The Damned Busters
by Matthew Hughes
This is a quirky book that was a fun read. Like many books these days it is first in a trilogy. I'm not quite sure that everything couldn't have been wrapped up in one book. The reader will however be curious as to what happens next. I am reading the second book now and hope that the series doesn't go the way of The Matrix trilogy. Matthew Hughes is a British-Canadian writer. Though this story takes place in an unnamed and presumably American Midwestern city it still has the kind of sardonic dry humor that I often find more common among British writers. I liked that. It's a little long and occasionally repetitive in one or two spots but hey no one is perfect.
Chesney Arnstruther is a low level actuary. Even among actuaries, who generally aren't the life of anyone's party, he is introverted, shy, socially inept and somewhat easy to push around. This last is the result of being brought up by his strict, religious, domineering mother Letitia Arnstruther. Letitia spends her free time writing letters promising hellfire, brimstone and damnation to anyone who offends her and especially anyone who is listed as a bad person by the TV preacher Rev. Billy Lee Hardacre. The self-righteous and almost frigid Letitia has an unadmitted crush on the Reverend. Chesney is also most likely a high functioning autistic. His world is dominated by numbers, statistics, doing what's right, and comic books. He calls those things his "pools of light" or areas in which he has a frightening amount of knowledge and can speak with total authority. Most other things he's either not interested in, unaware of, or fearful of getting involved in. The last category includes women. Chesney likes women and will often arrange his Sunday lunches in the park to watch women jogging or exercising. He has NO idea how to talk to women.
While Chesney is arranging a poker game at his house for his so-called friends (who only play with him because he's a horrible poker player) he accidentally hits his thumb with a hammer and bleeds over the five sided table. He swears but not with any recognizable profanities as growing up with a mother who washed his mouth out with soap for cursing cured him of that. Chesney lets off a stream of gibberish while his blood drips on the table.
It turns out that stream of gibberish just happens to be an incantation to summon a demon from Hell. And by bleeding over the pentacle, Chesney has done just that. The demon asks Chesney what he wants. Chesney refuses to ask for anything as this was all a mistake. Annoyed, the demon states there are rules governing such things. Chesney refuses to budge as actuarially speaking, selling your eternal soul for brief pleasures on earth is a very bad idea. He's adamant even as the demon and its supervisors tempt Chesney. Hell is now unionized. Chesney's summoning of the demon meant that it couldn't meet its daily quota of tortured souls and with no new contract to bring back, demonic management refused to lower the quota. So Hell goes on strike. This turns out to be a mixed bag for Earth as violence and crime drop but so does productive economic activity. Without Hell's tempters urging Pride, Greed, Envy and other of the Seven Deadly Sins Wall Street plummets.

☆ ☆ ☆ ☆ ☆

# Set task A:
Summarize the book review in three sentences.
# Set task B:
Reproduce the book review word for word from "While Chesney is" up to and including "on the table.".
The material bears no relation to the book review.

# Material shown:
☆ ☆ ☆ ☆ ☆

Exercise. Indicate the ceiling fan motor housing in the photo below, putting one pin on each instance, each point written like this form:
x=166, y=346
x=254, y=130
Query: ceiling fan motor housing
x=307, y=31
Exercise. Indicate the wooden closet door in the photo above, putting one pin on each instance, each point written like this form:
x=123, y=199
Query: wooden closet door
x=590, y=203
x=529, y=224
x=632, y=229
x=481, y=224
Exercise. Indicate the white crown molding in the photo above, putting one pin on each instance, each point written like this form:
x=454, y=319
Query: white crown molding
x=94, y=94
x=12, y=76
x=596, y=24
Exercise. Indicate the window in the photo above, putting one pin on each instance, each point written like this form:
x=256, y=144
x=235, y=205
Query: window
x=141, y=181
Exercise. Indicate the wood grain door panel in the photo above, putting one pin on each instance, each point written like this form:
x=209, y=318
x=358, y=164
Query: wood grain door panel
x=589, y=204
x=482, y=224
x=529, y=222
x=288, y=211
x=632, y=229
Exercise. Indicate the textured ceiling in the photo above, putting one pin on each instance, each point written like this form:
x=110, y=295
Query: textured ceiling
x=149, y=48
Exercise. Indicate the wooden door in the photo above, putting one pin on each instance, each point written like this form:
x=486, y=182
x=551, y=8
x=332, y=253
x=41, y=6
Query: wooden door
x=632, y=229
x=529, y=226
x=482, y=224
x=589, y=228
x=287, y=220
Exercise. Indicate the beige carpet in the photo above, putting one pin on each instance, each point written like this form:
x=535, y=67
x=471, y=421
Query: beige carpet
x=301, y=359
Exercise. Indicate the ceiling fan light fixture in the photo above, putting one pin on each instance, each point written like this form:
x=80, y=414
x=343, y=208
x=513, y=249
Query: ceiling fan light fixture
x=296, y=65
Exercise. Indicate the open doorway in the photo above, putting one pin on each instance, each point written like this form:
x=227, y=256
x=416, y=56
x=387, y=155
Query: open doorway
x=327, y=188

☆ ☆ ☆ ☆ ☆

# Expected answer A:
The reviewer found The Damned Busters, the first book in a trilogy by British-Canadian writer Matthew Hughes, a quirky and fun read with sardonic, dry humor, though it is a little long and occasionally repetitive. Its protagonist, Chesney Arnstruther, is a shy, socially inept, low-level actuary who was raised by a strict, religious, domineering mother. After he accidentally summons a demon by bleeding over a pentacle and refuses to ask for anything, the unionized workers of Hell go on strike, which reduces crime and violence on Earth but also reduces productive economic activity.

# Expected answer B:
While Chesney is arranging a poker game at his house for his so-called friends (who only play with him because he's a horrible poker player) he accidentally hits his thumb with a hammer and bleeds over the five sided table. He swears but not with any recognizable profanities as growing up with a mother who washed his mouth out with soap for cursing cured him of that. Chesney lets off a stream of gibberish while his blood drips on the table.